Questa metafora ha una natura già di per se squisitamente geometrica poiché si riferisce a una piramide e alla intersezione di
tale piramide con un piano e pone con chiarezza il problema della realizzazione prospettica in termini di proiezione centrale. Tuttavia il
processo di riacquisizione di un metodo scientifico, malgrado il chiaro tentativo di emulazione dei classici, non si realizza con facilità
come si potrebbe immaginare ed è proprio su queste difficoltà che articoleremo questi interventi. Le difficoltà sono legate
a nostra avviso principalmente a due fattori importanti: il contesto storico nel quale tale rinascita avviene (del quale discuteremo in questo
articolo) e le difficoltà cognitive che il pensiero incontra nel passare da una logica naturale a una logica formale, trattate nel
successivo articolo L'arco di pietre.
Bagliori nel buio.

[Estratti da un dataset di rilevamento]

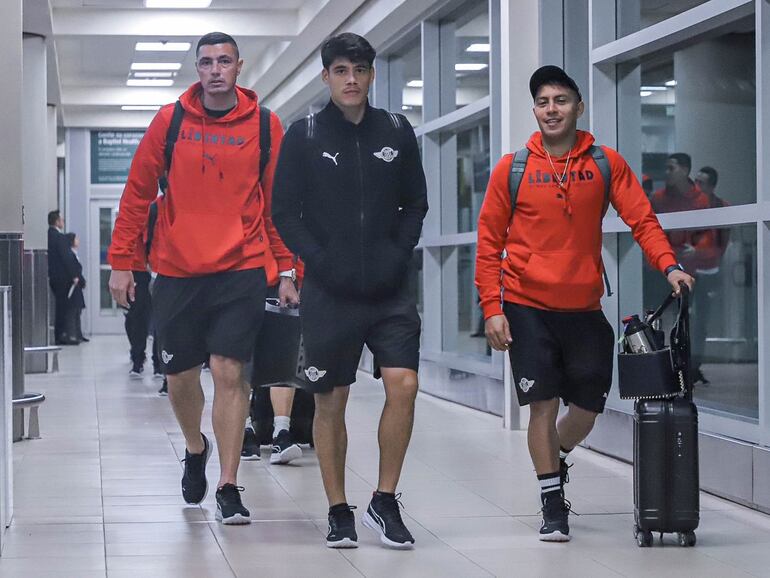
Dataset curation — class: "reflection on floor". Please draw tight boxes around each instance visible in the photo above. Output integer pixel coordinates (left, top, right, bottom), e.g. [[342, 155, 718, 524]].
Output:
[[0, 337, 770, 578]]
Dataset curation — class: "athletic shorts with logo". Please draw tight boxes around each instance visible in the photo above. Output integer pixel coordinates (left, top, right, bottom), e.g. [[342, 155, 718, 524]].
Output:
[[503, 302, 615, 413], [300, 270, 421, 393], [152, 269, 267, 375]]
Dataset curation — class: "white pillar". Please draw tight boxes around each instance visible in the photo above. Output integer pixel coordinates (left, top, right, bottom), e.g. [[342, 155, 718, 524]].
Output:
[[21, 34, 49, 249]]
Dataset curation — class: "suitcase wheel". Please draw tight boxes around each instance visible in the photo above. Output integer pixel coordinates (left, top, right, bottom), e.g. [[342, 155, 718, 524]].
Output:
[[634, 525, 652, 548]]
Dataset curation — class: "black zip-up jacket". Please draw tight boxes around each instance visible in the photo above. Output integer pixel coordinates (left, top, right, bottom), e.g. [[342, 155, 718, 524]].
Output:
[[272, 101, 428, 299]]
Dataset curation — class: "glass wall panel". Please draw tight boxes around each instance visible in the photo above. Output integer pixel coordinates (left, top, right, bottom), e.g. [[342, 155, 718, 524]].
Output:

> [Sfida 1]
Ricopia per intero il testo sulla metafora della piramide, senza cambiare nulla.
> [Sfida 2]
Sostituisci "tight boxes" con "close-fitting boxes" in tutte le righe del dataset di rilevamento e riportale lasciando invariato il resto. Escludi le immagini dalla risposta.

> [Risposta corretta 1]
Questa metafora ha una natura già di per se squisitamente geometrica poiché si riferisce a una piramide e alla intersezione di
tale piramide con un piano e pone con chiarezza il problema della realizzazione prospettica in termini di proiezione centrale. Tuttavia il
processo di riacquisizione di un metodo scientifico, malgrado il chiaro tentativo di emulazione dei classici, non si realizza con facilità
come si potrebbe immaginare ed è proprio su queste difficoltà che articoleremo questi interventi. Le difficoltà sono legate
a nostra avviso principalmente a due fattori importanti: il contesto storico nel quale tale rinascita avviene (del quale discuteremo in questo
articolo) e le difficoltà cognitive che il pensiero incontra nel passare da una logica naturale a una logica formale, trattate nel
successivo articolo L'arco di pietre.
Bagliori nel buio.

> [Risposta corretta 2]
Dataset curation — class: "reflection on floor". Please draw close-fitting boxes around each instance visible in the photo above. Output integer pixel coordinates (left, top, right, bottom), e.g. [[342, 155, 718, 524]].
Output:
[[0, 337, 770, 578]]
Dataset curation — class: "athletic shorts with logo". Please draw close-fitting boxes around each instance visible in the photo above. Output integer pixel coordinates (left, top, right, bottom), e.g. [[342, 155, 718, 524]].
Output:
[[503, 302, 615, 413], [300, 270, 421, 393], [152, 269, 267, 375]]
Dataset curation — class: "white pillar". Please draw close-fitting boxes around each instance visible in the photo above. Output integer pixel coordinates (left, top, right, bottom), e.g. [[342, 155, 718, 524]].
Output:
[[21, 34, 49, 249]]
Dataset curation — class: "suitcase wheel". Please draw close-fitting boxes around each instance visible in the photo above. Output integer pixel coordinates (left, top, right, bottom), e.g. [[342, 155, 718, 524]].
Output:
[[634, 525, 652, 548]]
Dataset curation — class: "black zip-up jacket". Please draw close-fitting boxes around each instance visible in the photo above. Output integer pixel coordinates (left, top, right, bottom), e.g. [[342, 155, 718, 524]].
Output:
[[272, 101, 428, 299]]
Dataset curation — class: "glass wall panel". Please draw close-fitting boxes around each instance visible in the photo above. Output integer pixel coordinates (left, top, right, bottom), e.g. [[342, 155, 718, 524]].
Output:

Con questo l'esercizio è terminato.